SOURCE TEXT -
● ● ● ● ● ● ●

So, I was puzzling this out. And yes, this is before the Reaper war.

Dreadnoughts: 9 known +1 possibly being built. Complement ~7500

Carriers: 3 recorded, +1 possible. Complement ~6000 + flight crews

Here’s where it gets interesting. Cruisers are the backbone of the fleets, and we know there’s a SSV Perugia. Now, given that Perugia would probably at best be the 5th city Italians would use, and the relative prominence of China/India/Africa/South America will be higher, it seems reasonable to assume that the name Perugia would at the earliest be given to around the 1000th craft.

Edit: injecting from a later thought, the 3% of humanity said to serve in the navy could be anywhere from 300 to 500 million people.

Cruisers: 10000 (?). Complement 2500-5000.

Frigates typically hunt in packs of 5-6, often with a cruiser in the lead. So we could assume:

Frigates: 60000. Complement 100 (on average)

We can only guess at numbers of fighters.

Fighters: 50000 (?) Complement 1 (some have 2)

Does this seem somewhere in the right ballpark? What are your numbers?

*Goes in search of other threads with possible info*


Mass Effect is quite insistent that given the high amount of automation on its ships, the crews are significantly lower.

Frigates: Around 10-50
Cruisers: Around 80-500 (depending on era, the former being the stated Alliance number)
Dreadnoughts: 5000-10,000 (Destiny Ascension was the biggest, baddest thing around at 10K)

Lets assume that the 3% is rounding up and the total population of all colonies is neglibible: 300 million military personnel. Let's assume 99% of them are infantry, marines, administration and so on, and only 5% of them are ship crew: 3 million crew members.

With 12 dreadnoughts and carriers (including flight crew), assuming they have 10K each, that's 120,000. With 2,880,000 remaining in frigates and cruisers.

Lets assume the cruisers are doing the bulk of the work, and there are twice as many as frigate wolfpacks, meaning about 2 frigates per cruiser (not that we ever SEE frigates in cutscenes, but hey): Assuming a cruiser has a crew of 400 and a frigate a crew of 50, we can chop up the 2.88 million crew to get:

~5,760 cruisers (500 per fleet, with a 1/3 on patrol)
~11,520 frigates (1,000 per fleet, with 1/3 on patrol)

The problem with trying to work this out is that what proportion of the navy serve as ships crew is somewhat arbitary. Also, it's a freaking huge number, and one that no sane person would try to put into cutscenes - so they didn't.

Cutscenes will generally be determined by three factors in order of priority:
1) What looks cool
2) What is cost effective for the coolness factor
3) What is in keeping with the setting.

Here's the battle for the citadel: youtu.be/heug7Aa5vWA

Some rough counts from what is on camera:
- Reaper capship x 1 (Sovereign)
- Geth cruisers x 50 or so (on camera in one shot, yes, really)
- Geth frigates x manylots (they are too small to see among the nebula in most cutscenes, but there are some shown)

- Asari Dreadnought x 1 (Destiny Ascension)
- Turian Cruisers x 30 or so (on camera in one shot)

● ● ● ● ● ● ●

PROVIDED RECORDS -
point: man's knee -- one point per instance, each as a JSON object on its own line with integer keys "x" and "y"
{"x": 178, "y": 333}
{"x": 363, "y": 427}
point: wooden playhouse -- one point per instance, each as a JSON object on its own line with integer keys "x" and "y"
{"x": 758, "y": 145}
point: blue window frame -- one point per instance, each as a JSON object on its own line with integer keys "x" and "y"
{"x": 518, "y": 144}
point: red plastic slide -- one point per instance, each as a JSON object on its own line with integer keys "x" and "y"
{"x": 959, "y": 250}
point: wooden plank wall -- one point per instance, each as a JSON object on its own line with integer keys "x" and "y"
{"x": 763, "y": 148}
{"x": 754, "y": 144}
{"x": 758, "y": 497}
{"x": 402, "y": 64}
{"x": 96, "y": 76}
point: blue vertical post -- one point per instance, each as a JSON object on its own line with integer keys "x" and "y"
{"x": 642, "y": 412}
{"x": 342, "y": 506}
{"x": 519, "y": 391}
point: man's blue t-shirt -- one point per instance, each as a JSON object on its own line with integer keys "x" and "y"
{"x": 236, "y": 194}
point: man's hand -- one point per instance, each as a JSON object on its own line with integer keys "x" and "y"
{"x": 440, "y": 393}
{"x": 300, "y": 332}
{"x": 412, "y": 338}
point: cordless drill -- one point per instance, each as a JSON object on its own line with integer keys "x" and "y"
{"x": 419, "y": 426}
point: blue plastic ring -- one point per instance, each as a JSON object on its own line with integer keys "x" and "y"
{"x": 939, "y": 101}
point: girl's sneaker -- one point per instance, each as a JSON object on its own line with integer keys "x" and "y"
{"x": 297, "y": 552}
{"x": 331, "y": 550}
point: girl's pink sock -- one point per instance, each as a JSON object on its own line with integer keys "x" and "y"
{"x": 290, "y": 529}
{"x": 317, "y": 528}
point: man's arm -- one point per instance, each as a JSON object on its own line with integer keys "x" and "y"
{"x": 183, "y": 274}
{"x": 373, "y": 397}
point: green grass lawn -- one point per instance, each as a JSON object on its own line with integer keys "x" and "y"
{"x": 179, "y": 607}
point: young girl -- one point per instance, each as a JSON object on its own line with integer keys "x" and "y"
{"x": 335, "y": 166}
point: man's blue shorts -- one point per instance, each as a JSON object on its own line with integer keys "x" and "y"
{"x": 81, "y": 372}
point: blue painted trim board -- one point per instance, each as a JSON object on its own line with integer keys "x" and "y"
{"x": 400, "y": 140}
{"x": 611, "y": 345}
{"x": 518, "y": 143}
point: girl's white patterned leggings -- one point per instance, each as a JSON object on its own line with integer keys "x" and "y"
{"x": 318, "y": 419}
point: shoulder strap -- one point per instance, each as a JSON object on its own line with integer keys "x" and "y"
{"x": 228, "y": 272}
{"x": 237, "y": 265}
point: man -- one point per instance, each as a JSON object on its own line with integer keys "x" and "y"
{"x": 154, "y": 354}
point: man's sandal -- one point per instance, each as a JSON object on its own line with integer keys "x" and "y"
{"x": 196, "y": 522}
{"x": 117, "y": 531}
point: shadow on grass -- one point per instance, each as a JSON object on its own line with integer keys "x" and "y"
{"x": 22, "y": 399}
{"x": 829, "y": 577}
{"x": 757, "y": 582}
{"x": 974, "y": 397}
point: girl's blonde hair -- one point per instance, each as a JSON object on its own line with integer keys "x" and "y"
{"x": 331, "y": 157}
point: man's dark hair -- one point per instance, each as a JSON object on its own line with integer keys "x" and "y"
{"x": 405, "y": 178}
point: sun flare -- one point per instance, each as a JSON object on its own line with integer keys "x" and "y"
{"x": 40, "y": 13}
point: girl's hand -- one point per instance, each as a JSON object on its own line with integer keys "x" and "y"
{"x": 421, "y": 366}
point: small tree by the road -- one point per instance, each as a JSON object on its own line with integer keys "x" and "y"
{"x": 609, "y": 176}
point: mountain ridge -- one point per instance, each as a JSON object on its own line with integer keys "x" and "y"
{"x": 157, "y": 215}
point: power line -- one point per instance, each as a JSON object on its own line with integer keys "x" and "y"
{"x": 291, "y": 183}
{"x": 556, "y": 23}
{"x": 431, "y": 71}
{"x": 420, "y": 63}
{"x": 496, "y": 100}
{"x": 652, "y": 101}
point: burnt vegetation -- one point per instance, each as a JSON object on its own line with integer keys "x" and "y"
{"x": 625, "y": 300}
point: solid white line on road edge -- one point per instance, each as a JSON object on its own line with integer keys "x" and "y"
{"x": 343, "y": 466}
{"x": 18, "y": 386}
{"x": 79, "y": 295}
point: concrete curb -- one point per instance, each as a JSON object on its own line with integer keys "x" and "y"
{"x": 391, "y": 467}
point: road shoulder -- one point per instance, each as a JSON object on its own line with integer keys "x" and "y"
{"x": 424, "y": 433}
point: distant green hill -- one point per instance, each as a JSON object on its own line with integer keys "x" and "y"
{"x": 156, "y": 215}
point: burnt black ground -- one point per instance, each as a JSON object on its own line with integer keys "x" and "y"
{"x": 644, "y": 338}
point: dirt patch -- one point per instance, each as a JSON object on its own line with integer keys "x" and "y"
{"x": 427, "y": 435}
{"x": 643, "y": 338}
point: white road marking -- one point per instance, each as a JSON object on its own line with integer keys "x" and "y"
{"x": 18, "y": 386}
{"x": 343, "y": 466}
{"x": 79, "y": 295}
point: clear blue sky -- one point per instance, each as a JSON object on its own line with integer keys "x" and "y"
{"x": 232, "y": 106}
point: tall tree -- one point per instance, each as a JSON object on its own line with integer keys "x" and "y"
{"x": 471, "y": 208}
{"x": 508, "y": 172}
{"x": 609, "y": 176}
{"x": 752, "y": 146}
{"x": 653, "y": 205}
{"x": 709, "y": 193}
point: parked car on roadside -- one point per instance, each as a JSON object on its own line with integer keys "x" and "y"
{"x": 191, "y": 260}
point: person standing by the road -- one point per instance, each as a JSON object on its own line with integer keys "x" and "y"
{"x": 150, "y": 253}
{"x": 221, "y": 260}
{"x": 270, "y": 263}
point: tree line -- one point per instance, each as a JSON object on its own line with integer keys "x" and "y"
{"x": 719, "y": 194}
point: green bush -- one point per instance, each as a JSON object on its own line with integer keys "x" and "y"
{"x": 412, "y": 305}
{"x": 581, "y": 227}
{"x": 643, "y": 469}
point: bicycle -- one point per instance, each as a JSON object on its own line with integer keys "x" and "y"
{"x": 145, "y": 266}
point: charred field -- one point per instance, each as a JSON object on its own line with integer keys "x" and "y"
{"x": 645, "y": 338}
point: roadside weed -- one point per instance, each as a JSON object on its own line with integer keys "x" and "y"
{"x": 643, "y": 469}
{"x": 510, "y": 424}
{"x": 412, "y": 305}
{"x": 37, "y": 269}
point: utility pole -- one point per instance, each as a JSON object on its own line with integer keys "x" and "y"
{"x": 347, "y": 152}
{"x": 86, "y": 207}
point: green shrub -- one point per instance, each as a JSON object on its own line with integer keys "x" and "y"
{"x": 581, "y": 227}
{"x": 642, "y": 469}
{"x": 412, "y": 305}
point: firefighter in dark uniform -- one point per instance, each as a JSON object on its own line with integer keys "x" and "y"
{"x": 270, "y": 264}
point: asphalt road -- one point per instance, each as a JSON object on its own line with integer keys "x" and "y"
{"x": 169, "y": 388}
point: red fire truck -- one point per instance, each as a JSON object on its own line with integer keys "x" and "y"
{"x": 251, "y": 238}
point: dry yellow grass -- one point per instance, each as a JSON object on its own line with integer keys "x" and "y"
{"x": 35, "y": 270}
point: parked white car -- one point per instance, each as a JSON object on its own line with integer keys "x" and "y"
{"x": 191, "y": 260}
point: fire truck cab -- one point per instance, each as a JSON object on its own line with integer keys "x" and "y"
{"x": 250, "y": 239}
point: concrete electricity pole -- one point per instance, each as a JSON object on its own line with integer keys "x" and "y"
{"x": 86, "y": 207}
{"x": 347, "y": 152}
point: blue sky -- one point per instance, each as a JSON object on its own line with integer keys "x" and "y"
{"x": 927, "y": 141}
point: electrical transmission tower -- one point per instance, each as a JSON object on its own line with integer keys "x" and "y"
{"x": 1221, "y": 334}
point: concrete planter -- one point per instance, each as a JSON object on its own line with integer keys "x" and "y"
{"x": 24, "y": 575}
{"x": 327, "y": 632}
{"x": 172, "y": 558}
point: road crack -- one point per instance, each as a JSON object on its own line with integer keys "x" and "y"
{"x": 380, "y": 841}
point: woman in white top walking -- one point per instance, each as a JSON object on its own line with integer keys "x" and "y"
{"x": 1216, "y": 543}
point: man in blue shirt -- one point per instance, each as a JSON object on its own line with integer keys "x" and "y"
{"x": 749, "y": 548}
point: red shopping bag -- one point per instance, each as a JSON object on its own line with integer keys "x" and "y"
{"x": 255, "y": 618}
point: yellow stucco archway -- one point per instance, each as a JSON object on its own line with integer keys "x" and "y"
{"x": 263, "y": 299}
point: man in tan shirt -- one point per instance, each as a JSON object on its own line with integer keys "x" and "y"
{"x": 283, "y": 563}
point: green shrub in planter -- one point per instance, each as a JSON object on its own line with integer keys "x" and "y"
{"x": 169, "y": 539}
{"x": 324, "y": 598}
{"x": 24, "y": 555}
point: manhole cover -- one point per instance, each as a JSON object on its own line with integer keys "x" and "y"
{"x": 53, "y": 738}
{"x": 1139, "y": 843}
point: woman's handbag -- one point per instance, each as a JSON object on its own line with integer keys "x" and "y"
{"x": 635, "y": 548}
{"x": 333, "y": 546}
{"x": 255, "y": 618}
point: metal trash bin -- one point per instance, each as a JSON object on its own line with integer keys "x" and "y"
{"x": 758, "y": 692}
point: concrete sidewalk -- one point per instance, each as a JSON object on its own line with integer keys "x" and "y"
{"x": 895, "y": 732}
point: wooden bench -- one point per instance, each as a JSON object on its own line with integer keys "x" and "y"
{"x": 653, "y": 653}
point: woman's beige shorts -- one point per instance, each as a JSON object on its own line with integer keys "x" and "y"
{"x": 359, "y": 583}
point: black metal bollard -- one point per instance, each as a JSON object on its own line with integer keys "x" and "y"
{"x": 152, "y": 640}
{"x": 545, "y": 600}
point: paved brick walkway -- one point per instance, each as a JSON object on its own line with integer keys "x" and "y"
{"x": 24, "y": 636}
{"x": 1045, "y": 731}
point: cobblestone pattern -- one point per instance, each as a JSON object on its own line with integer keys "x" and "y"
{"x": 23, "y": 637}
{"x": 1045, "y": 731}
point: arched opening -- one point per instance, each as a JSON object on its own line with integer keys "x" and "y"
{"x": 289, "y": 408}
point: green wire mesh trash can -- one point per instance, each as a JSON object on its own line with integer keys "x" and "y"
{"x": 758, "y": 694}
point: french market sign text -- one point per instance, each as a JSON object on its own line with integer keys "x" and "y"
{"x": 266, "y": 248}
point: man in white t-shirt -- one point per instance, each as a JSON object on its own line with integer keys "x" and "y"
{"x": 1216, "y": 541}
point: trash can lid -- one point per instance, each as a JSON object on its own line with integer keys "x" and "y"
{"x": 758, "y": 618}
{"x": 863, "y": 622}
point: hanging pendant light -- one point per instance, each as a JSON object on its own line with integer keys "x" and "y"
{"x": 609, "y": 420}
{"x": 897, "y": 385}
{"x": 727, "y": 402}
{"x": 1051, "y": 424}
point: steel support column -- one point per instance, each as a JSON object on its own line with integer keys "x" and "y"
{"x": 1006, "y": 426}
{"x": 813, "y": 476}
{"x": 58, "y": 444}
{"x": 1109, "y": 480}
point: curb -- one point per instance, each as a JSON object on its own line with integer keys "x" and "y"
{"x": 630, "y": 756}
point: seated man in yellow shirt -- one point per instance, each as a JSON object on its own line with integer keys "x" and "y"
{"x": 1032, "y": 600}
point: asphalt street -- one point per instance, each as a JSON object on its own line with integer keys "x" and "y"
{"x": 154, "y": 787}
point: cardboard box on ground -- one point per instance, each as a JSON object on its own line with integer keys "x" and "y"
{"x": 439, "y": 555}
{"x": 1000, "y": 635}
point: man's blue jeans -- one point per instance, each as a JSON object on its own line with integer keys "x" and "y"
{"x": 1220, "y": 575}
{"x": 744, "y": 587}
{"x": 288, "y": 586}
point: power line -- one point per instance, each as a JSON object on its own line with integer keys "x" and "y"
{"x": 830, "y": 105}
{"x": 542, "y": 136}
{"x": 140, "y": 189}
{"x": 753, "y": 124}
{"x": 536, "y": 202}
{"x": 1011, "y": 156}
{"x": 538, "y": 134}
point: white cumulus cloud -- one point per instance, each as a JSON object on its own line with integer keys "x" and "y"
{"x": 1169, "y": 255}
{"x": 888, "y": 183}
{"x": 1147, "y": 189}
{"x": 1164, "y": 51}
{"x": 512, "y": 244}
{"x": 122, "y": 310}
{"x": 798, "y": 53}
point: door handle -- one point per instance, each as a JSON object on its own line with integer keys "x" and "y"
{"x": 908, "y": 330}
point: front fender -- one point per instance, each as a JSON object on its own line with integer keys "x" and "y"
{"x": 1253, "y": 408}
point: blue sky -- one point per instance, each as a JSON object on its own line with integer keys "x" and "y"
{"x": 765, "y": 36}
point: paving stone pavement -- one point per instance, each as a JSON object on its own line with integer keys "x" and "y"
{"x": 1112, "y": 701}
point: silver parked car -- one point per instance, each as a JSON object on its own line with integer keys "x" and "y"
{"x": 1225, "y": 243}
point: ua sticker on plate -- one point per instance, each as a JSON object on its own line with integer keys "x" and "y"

● ● ● ● ● ● ●

WORK TO COMPLETE -
[1] Answer these questions from the fleet-size discussion:
(a) How many dreadnoughts are listed in the first estimate?
(b) What crew range does the reply give for frigates?
(c) Which Reaper capital ship is counted in the battle for the Citadel?
[2] Please rewrite the part of the fleet-size discussion that opens with the words containing "Edit: injecting from" and closes with "(?). Complement 2500-5000.", with "navy" changed to "fleet".

REPLIES -
[1]
(a) 9 known, plus 1 possibly being built.
(b) Around 10-50.
(c) Sovereign.

[2]
Edit: injecting from a later thought, the 3% of humanity said to serve in the fleet could be anywhere from 300 to 500 million people.

Cruisers: 10000 (?). Complement 2500-5000.